MATERIAL FOR THIS TASK:
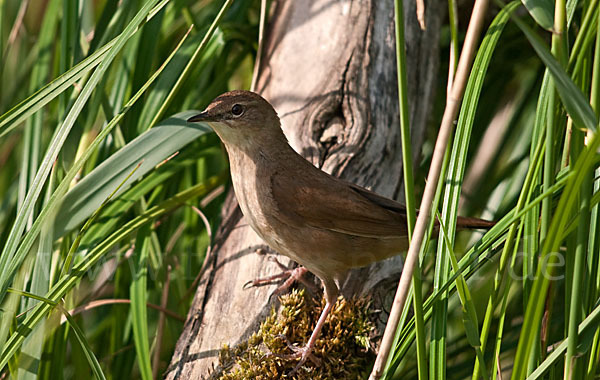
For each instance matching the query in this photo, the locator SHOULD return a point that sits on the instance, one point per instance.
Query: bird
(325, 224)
...
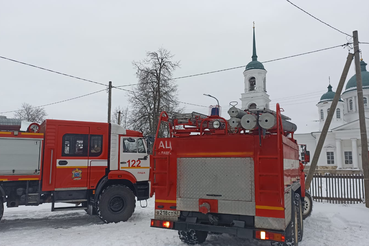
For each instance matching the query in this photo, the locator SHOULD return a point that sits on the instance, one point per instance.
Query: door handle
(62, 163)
...
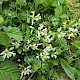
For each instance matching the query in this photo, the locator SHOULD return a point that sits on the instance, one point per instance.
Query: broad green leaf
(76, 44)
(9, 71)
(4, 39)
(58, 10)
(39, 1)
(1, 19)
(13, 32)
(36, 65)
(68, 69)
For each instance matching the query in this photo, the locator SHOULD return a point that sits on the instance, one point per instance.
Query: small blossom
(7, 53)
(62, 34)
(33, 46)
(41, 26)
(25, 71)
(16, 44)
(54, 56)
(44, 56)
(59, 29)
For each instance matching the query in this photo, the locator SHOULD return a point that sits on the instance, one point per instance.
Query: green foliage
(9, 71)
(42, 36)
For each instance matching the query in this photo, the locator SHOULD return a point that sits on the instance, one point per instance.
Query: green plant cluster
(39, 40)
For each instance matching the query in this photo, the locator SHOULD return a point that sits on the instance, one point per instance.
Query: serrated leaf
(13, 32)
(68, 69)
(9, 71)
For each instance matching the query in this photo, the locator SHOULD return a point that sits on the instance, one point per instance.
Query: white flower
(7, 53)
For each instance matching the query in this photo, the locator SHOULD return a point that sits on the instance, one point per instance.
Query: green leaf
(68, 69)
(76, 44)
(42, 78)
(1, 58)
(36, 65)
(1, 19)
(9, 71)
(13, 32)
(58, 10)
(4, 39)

EXERCISE BRIEF: Can you extract every line of the rows above that contains the string "green"? Case counts, so only exact matches qualify.

EXERCISE OUTPUT:
Query: broad green leaf
Query: green foliage
Query: green plant cluster
Query: green leaf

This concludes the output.